Task requirements: Where the records below show a line containing "Target: ceiling light", start copying; end with the line containing "Format sample: x=163, y=247", and copy it too.

Data shown:

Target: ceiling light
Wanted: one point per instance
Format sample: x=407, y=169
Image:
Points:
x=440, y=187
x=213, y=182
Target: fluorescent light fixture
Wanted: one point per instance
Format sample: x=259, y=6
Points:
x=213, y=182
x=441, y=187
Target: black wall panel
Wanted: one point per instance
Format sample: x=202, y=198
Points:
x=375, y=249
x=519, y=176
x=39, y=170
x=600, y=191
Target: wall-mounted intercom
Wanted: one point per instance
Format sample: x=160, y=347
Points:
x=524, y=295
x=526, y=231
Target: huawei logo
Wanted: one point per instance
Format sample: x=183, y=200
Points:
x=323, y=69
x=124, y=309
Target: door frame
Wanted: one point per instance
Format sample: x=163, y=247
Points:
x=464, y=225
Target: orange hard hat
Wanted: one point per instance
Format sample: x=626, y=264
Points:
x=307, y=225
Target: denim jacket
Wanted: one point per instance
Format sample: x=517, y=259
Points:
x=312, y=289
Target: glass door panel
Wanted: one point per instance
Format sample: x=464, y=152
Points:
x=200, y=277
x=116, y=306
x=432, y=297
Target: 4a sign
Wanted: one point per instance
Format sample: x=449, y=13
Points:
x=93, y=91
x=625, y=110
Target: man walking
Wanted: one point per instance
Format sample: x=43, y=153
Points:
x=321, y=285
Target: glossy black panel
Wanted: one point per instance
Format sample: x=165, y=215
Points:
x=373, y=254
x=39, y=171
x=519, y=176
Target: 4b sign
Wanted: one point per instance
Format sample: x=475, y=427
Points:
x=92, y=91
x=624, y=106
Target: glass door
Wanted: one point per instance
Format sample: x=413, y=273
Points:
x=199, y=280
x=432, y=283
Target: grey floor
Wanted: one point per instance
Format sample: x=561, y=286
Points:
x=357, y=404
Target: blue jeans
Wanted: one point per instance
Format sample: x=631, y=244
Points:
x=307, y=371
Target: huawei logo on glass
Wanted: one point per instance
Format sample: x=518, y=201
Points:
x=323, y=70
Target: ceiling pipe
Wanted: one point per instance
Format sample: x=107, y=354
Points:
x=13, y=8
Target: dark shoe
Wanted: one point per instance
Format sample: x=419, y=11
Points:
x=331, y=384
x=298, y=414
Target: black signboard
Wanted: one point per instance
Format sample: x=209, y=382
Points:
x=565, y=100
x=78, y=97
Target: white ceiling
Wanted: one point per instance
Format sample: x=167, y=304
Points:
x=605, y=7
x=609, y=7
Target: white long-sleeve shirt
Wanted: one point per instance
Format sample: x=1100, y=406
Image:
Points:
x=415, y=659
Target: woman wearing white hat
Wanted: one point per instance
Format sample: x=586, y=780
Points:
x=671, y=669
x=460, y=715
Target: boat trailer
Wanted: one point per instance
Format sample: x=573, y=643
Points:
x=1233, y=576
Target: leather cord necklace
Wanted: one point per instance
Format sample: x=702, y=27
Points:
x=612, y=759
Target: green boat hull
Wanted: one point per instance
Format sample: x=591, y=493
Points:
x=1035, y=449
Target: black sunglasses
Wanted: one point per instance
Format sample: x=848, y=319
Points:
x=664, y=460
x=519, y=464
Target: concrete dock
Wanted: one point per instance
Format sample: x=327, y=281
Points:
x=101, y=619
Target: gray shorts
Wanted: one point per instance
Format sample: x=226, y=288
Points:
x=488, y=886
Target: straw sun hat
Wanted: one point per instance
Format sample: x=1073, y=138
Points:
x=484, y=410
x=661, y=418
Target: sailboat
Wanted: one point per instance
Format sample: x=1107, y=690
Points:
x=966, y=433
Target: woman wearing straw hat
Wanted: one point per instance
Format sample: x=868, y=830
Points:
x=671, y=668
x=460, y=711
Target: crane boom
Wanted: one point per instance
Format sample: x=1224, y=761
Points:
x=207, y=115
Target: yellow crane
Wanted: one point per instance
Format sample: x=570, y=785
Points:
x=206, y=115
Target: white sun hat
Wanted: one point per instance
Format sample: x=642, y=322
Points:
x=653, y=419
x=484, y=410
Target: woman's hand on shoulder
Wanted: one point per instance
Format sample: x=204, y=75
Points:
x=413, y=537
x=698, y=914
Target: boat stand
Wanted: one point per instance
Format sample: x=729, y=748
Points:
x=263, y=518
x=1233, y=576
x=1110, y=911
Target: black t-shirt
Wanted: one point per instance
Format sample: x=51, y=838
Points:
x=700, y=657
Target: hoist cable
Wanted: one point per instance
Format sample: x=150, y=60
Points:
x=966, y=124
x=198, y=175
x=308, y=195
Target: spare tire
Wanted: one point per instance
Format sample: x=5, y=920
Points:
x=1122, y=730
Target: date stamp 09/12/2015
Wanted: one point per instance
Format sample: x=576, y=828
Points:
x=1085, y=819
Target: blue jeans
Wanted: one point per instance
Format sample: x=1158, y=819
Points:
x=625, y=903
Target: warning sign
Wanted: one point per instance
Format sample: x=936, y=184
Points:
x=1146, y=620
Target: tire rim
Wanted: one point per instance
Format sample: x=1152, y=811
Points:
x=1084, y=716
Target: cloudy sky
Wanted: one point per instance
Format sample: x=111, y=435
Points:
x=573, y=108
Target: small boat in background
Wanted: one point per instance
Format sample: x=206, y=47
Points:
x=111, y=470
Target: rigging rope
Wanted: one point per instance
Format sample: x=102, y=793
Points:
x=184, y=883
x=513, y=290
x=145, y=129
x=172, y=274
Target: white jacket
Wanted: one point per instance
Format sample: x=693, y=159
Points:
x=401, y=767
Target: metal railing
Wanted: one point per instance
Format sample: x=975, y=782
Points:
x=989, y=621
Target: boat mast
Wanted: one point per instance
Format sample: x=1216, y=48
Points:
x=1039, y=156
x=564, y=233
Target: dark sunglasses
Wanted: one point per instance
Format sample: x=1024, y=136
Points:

---

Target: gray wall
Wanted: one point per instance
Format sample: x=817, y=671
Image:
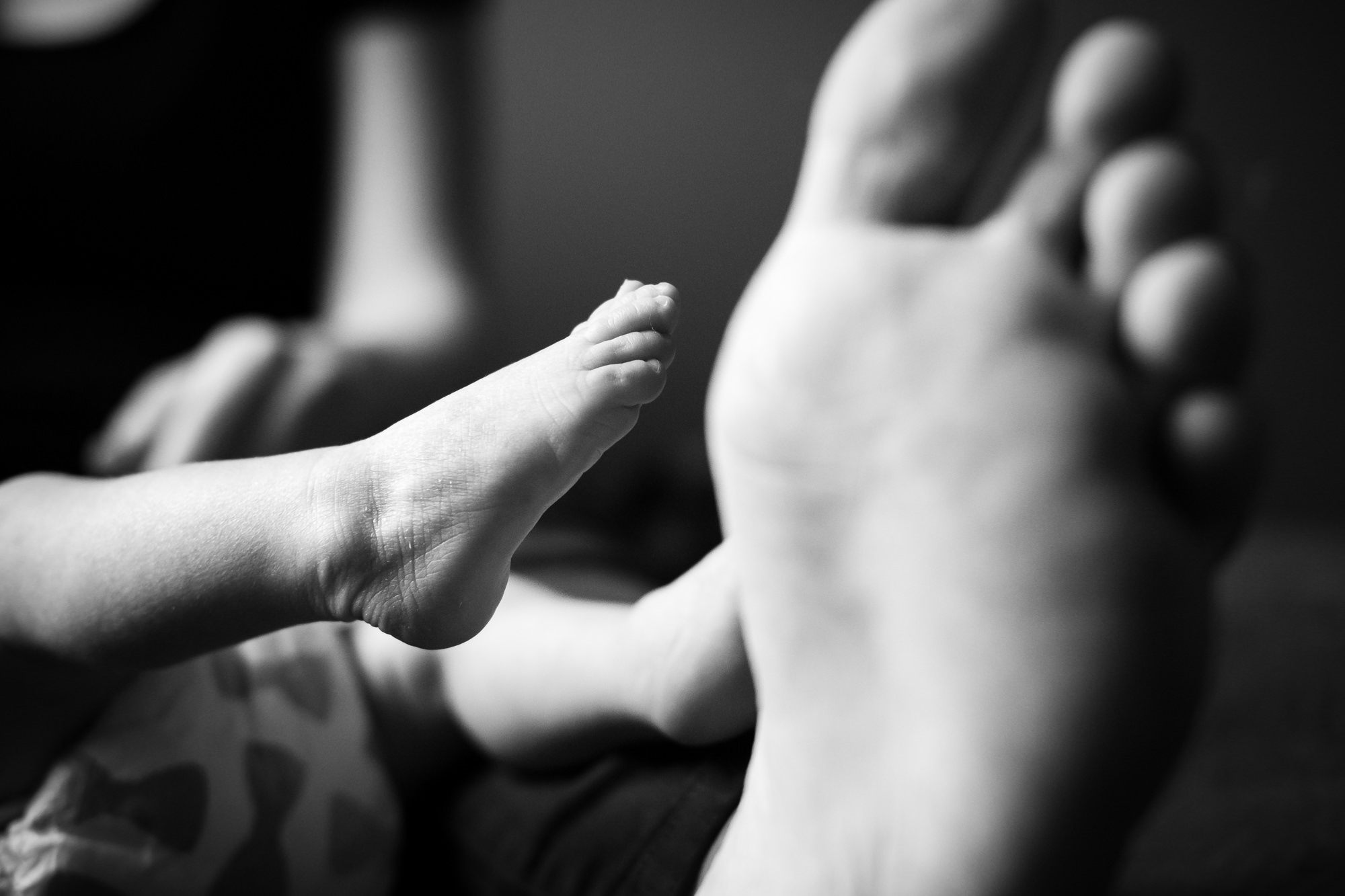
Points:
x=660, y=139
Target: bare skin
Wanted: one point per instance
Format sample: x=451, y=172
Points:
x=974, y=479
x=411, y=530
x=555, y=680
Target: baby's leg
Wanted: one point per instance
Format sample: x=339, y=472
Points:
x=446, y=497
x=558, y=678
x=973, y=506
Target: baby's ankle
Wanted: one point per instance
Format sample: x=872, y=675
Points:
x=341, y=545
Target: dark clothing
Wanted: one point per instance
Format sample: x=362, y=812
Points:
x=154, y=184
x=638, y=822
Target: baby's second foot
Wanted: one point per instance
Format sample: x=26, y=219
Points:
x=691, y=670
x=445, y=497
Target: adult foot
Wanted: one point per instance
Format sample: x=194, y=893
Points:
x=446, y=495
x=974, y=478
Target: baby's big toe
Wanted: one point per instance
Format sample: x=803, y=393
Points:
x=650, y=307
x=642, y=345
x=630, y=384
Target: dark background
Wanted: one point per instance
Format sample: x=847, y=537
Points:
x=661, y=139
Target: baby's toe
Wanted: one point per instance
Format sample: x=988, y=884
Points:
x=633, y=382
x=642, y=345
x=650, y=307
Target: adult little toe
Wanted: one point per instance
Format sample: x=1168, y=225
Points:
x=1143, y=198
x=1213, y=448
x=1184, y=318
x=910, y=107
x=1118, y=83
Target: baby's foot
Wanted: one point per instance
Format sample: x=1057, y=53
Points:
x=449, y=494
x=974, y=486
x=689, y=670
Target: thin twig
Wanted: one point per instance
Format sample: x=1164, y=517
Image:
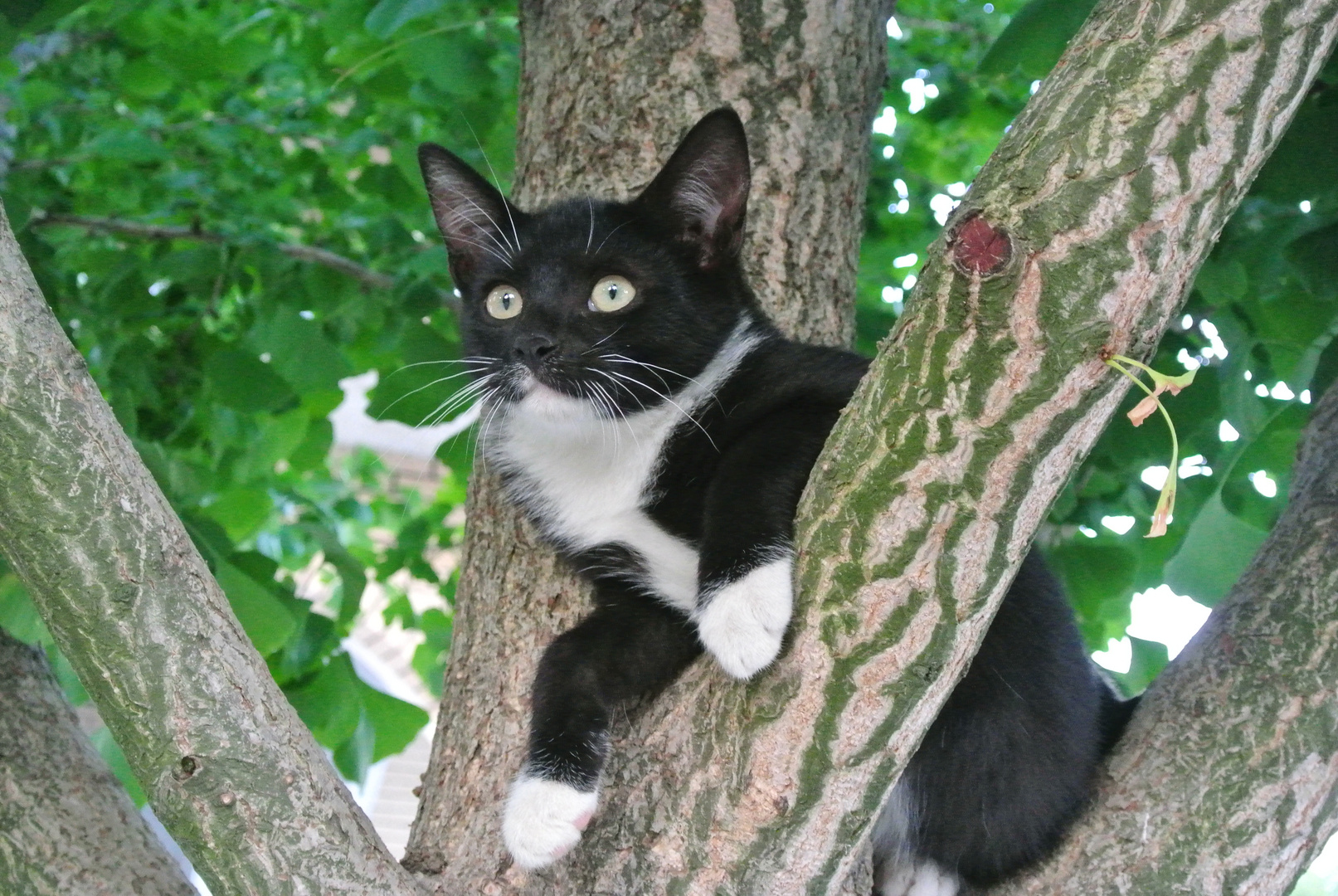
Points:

---

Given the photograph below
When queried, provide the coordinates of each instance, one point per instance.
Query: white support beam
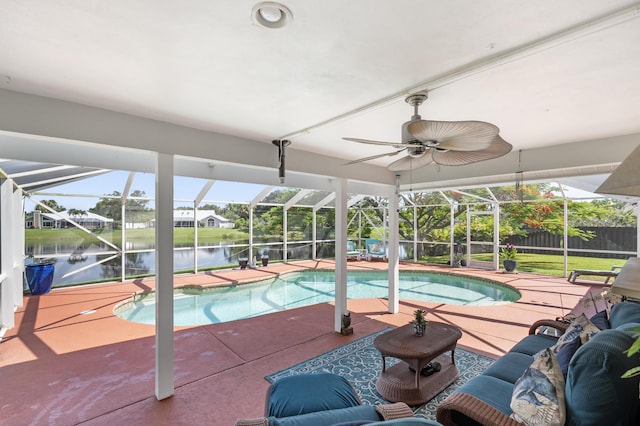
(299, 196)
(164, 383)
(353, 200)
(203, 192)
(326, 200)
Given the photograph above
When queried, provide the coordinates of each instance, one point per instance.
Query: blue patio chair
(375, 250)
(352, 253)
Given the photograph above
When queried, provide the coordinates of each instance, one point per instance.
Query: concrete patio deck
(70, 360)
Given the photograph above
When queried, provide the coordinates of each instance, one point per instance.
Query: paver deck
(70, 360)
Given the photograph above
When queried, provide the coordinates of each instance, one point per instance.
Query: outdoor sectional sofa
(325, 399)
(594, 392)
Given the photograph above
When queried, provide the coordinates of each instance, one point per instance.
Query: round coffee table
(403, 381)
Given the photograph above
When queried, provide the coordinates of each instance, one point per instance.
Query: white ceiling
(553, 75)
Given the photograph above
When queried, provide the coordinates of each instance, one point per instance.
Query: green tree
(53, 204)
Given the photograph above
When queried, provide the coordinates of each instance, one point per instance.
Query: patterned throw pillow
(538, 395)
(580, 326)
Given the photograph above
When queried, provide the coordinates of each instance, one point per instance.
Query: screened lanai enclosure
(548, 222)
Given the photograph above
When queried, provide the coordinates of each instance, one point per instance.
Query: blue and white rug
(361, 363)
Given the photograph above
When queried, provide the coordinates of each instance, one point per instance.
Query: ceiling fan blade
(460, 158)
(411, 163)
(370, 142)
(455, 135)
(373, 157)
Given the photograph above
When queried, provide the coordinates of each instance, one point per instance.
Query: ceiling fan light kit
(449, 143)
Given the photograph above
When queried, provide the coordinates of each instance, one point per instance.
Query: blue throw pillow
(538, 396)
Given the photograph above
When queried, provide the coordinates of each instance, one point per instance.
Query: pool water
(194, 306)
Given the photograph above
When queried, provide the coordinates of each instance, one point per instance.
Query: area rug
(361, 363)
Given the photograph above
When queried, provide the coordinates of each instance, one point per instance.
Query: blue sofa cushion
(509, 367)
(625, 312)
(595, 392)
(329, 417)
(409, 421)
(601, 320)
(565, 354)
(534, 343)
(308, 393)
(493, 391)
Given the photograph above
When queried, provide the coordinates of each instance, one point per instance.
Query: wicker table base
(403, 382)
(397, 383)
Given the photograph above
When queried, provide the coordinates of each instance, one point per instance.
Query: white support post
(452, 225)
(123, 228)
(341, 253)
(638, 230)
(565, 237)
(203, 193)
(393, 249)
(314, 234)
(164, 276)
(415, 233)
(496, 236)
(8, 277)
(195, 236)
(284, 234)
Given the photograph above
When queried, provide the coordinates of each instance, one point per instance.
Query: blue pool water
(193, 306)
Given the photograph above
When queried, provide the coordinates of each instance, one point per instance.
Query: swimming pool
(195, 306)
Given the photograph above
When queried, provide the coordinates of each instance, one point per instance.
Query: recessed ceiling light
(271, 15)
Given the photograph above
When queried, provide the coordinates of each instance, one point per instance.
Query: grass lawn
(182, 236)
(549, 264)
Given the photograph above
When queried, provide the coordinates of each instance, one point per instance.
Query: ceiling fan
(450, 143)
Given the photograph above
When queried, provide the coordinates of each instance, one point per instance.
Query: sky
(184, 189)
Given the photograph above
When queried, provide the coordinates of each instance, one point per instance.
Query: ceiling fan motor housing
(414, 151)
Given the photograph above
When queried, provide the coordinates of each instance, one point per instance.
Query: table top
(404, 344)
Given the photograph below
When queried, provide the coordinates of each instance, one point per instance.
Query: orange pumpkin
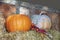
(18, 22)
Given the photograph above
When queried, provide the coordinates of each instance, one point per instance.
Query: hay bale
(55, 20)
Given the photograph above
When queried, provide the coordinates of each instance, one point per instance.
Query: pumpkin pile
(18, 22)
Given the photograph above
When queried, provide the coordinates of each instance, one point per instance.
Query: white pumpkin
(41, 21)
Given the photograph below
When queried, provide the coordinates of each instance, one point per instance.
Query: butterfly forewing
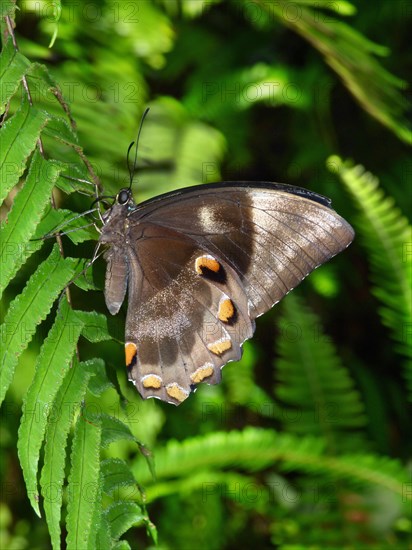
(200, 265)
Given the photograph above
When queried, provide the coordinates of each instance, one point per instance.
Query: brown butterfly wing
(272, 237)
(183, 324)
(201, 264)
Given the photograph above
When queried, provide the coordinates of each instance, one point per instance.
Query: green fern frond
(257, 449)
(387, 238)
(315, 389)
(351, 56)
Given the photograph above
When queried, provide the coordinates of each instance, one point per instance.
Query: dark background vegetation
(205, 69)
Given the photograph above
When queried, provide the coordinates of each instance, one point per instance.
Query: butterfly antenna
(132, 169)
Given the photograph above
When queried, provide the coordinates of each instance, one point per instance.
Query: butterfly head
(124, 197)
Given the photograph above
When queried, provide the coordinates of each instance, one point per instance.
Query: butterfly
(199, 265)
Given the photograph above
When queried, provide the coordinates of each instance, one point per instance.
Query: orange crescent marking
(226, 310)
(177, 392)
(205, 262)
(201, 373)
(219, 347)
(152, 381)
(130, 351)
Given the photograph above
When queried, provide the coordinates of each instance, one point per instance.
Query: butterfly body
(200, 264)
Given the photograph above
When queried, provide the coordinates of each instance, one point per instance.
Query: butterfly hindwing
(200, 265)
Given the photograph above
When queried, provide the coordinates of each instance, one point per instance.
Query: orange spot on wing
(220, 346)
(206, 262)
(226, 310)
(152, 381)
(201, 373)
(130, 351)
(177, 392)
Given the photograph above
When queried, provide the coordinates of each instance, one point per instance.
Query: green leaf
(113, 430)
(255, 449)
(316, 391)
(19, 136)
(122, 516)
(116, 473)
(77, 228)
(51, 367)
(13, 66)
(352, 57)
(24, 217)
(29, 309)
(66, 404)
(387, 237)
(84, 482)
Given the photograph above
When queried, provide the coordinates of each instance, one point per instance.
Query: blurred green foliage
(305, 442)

Written response:
Target: ceiling light
Wanted: one point per instance
Format sample: x=407, y=169
Image:
Points:
x=440, y=187
x=213, y=182
Target: fluorescent light fixture
Wanted: one point per instance
Format sample: x=259, y=6
Points:
x=213, y=182
x=441, y=187
Target: black wall panel
Wanted: one point per instance
Format sample: x=202, y=198
Points:
x=375, y=249
x=519, y=176
x=39, y=170
x=600, y=191
Target: wall-mounted intercom
Wanted: one point per instance
Format sample: x=160, y=347
Points:
x=524, y=295
x=526, y=231
Target: huawei logo
Wanted: one point per instance
Format sample: x=183, y=200
Points:
x=323, y=69
x=124, y=309
Target: door frame
Wanted: one point per instance
Format sample: x=163, y=247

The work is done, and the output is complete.